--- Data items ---
▼▼▼

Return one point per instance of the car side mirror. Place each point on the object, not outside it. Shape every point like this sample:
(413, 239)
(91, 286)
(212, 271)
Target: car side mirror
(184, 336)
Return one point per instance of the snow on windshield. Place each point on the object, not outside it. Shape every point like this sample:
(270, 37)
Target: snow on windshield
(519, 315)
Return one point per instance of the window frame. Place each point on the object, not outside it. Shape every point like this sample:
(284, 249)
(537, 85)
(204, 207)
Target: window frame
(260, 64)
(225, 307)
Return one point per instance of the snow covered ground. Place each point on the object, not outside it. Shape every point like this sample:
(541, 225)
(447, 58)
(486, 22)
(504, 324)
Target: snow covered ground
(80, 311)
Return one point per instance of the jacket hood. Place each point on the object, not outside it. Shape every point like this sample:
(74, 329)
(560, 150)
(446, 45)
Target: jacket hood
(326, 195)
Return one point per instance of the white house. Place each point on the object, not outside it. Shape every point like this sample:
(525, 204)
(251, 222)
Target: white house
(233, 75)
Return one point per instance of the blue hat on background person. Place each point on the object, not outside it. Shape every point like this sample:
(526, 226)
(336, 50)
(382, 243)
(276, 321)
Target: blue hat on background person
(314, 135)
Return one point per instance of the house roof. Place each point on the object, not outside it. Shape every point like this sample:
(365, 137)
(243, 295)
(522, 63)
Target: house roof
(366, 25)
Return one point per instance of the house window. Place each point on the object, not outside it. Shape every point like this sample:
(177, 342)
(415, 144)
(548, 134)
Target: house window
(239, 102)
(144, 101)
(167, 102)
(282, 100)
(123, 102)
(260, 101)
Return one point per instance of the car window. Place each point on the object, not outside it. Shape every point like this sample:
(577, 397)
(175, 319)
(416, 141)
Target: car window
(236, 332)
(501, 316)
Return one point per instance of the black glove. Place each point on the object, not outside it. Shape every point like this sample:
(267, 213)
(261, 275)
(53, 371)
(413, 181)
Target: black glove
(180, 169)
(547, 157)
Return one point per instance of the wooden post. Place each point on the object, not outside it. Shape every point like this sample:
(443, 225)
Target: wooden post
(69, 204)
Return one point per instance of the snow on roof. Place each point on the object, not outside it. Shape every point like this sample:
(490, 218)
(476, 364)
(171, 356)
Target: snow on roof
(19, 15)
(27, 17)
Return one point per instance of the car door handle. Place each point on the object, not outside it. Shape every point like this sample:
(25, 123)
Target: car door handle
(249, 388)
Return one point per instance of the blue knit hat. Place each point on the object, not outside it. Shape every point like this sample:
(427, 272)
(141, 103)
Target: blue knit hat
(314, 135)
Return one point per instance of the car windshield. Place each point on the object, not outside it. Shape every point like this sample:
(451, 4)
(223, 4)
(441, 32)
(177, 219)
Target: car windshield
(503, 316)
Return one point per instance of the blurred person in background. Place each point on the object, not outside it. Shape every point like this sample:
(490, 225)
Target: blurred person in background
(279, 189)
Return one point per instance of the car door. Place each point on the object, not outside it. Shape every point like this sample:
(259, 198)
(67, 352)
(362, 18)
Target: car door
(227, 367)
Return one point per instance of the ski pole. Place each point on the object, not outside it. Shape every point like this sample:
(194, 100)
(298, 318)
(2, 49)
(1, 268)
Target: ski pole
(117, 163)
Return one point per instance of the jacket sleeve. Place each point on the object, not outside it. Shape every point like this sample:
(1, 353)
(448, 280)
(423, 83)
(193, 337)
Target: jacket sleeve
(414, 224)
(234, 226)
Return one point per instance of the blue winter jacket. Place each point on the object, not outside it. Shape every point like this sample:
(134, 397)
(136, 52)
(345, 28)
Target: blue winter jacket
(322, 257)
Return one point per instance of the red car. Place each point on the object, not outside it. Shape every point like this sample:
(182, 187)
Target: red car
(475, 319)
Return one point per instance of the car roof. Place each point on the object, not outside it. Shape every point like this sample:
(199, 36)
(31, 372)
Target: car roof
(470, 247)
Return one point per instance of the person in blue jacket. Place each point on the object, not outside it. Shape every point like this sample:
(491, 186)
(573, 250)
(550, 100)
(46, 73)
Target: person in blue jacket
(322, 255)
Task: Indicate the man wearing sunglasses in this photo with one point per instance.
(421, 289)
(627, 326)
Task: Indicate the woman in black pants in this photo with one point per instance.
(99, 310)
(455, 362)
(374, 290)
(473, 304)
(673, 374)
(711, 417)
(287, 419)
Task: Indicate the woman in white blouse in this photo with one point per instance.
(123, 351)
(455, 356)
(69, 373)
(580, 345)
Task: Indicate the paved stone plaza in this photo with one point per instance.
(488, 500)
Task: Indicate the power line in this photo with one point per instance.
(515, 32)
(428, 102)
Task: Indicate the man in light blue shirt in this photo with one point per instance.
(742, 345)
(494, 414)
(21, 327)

▲▲▲

--- Assigned task ---
Please repeat every entry, exactly as it was written.

--- Answer for the task ---
Return one point per instance of the car side mirror. Place each point on the object, not outside it. Shape every point like this sample:
(413, 239)
(91, 286)
(212, 271)
Target: car side mirror
(184, 336)
Return one point per instance of the snow on windshield. Place each point on the object, not outside it. Shape every point like this sample:
(270, 37)
Target: snow on windshield
(519, 315)
Return one point per instance of the window frame. Place each point on the object, not outside it. Shape every point like this sample:
(284, 249)
(537, 85)
(204, 207)
Target: window frame
(260, 64)
(225, 307)
Return one point per instance of the snow covered ground. Place each point on the object, not outside it. Shape every point like this sample:
(541, 225)
(447, 58)
(486, 22)
(504, 324)
Target: snow covered ground
(80, 311)
Return one point per instance of the jacket hood. Place each point on the object, not outside it. Shape every point like this sample:
(74, 329)
(560, 150)
(446, 45)
Target: jacket hood
(326, 195)
Return one point per instance of the white house. Place each point on the object, not outside it. Shape every point like this sample:
(525, 204)
(251, 222)
Target: white house
(233, 75)
Return one point per instance of the blue hat on background person. Place each point on the object, not outside it. Shape every point like this sample:
(526, 226)
(336, 50)
(382, 243)
(276, 321)
Target: blue hat on background person
(314, 135)
Return one point per instance of the house roof. Place each point on the object, not outside it. Shape every point like this sample:
(365, 137)
(243, 295)
(522, 63)
Target: house roof
(366, 25)
Return one point per instance of the house window. Place each point on the object, not outside it. Shape every point like this sample:
(177, 342)
(415, 144)
(548, 134)
Target: house window
(239, 102)
(144, 101)
(167, 102)
(282, 100)
(123, 102)
(260, 101)
Return one point per instance of the car window. Place each point on the object, not outside it. Shape every point like this sample:
(577, 397)
(175, 319)
(416, 141)
Target: car window
(236, 332)
(501, 316)
Return one point per instance of the black glove. Place each point on the object, not outside it. Shape every point like this sample:
(267, 213)
(261, 275)
(53, 371)
(413, 181)
Target: black glove
(180, 169)
(547, 157)
Return one point per instance of the wooden post. Place each point on the object, not outside it. Shape every point like this sample:
(443, 225)
Target: wooden post
(69, 204)
Return one point per instance of the snow on roof. Place each point on the object, not outside it. Shape every point like this sample:
(490, 218)
(476, 364)
(171, 356)
Target: snow on roof
(19, 15)
(27, 17)
Return one point per instance of the car door handle. Place each point on the object, not outside it. Shape every point like this sample:
(25, 123)
Target: car door handle
(249, 388)
Return one point per instance of the blue knit hat. Place each point on the object, not outside it. Shape every point like this sample:
(427, 272)
(141, 103)
Target: blue knit hat
(314, 135)
Return one point per instance of the car windshield. Place each point on the object, not outside it. Shape every point like this sample:
(451, 4)
(223, 4)
(441, 32)
(177, 219)
Target: car windshield
(503, 316)
Return one point per instance of the blurred person in background. Place each point on the object, not outside it. Shape every point like this sample:
(490, 225)
Target: blurred person in background
(279, 189)
Return one point per instance of the car door. Place each point on the object, not outside it. Shape every point like this sample:
(259, 198)
(67, 352)
(362, 18)
Target: car door
(227, 367)
Return one point per instance of the ski pole. Place each point on the object, not outside it. Shape every point like this sample:
(194, 100)
(298, 318)
(2, 49)
(1, 268)
Target: ski pole
(117, 163)
Return one point per instance of the jacket sleeve. Place each point on the object, not outside it. Shape every point like this sample:
(1, 353)
(448, 280)
(423, 83)
(193, 337)
Target: jacket sleeve
(414, 224)
(234, 226)
Return one point per instance of the blue winter jacket. Place each point on the object, not outside it. Shape every point like this sample:
(134, 397)
(136, 52)
(345, 28)
Target: blue winter jacket
(322, 257)
Return one point per instance of the red car. Place each point on the object, not outside it. Shape every point like this sample:
(182, 187)
Target: red car
(475, 319)
Return one point per instance of the car roof. Place each point on the object, not outside it. Shape every point like this sample:
(199, 36)
(31, 372)
Target: car roof
(470, 247)
Return one point per instance of the person in blue jacket. Place each point on the object, not outside it. Shape every point like this sample:
(491, 186)
(573, 250)
(550, 100)
(46, 73)
Target: person in blue jacket
(322, 255)
Task: Indicate the man wearing sunglasses in this photo with one point per instance.
(421, 289)
(627, 326)
Task: Indicate the woman in black pants in this photo with one point per instance.
(99, 310)
(455, 362)
(374, 290)
(473, 304)
(673, 374)
(711, 417)
(287, 419)
Task: Indicate the woman in white blouse in this photo with one point per instance.
(123, 351)
(455, 356)
(69, 373)
(580, 345)
Task: Indicate the paved stone plaza in this photo with one point per instance.
(488, 500)
Task: Indicate the power line in this photo with one point per instance.
(515, 32)
(428, 102)
Task: Indicate the man in light blue shirt in this photo with one point per instance.
(742, 345)
(494, 414)
(21, 327)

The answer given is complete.